**Requirements**
Count the lines in the material below that contain the string "segment", matching case exactly. Reply with the number alone.

**Provided data**
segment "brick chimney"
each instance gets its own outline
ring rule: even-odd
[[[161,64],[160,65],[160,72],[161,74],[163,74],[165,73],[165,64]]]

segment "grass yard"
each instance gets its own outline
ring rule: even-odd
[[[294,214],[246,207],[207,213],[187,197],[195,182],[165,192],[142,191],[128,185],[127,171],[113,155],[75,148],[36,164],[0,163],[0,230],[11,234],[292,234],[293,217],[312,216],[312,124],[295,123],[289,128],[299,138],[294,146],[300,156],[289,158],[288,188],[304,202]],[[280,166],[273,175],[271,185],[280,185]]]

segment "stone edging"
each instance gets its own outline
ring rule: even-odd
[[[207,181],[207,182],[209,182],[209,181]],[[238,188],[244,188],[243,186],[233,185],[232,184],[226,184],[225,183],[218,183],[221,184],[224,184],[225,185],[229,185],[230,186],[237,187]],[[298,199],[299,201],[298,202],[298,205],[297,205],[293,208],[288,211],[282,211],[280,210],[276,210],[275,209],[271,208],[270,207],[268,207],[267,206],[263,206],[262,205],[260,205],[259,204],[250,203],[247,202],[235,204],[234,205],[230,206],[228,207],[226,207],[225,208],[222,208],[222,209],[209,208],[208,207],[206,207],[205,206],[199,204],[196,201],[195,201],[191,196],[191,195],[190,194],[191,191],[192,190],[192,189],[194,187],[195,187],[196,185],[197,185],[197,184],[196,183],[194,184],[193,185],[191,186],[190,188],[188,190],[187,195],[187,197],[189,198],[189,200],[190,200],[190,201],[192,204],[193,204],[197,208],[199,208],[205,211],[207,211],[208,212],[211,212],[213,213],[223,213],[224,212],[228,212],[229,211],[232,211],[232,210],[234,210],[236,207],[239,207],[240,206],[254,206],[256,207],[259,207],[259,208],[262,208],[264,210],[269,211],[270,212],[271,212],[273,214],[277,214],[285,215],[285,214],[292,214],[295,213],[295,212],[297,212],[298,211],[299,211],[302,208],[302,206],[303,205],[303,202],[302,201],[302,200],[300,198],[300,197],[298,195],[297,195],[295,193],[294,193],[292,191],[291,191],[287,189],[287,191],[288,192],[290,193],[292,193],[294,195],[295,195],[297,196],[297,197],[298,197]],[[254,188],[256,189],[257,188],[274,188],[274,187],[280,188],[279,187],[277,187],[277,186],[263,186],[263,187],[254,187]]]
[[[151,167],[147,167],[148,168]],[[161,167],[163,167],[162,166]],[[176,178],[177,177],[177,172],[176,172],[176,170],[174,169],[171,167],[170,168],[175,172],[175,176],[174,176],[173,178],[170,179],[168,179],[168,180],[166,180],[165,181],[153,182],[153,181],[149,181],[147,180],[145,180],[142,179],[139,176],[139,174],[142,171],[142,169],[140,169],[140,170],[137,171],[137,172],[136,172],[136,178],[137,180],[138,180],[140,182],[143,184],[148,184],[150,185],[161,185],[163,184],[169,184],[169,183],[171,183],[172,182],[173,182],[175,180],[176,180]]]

**Exercise answer**
3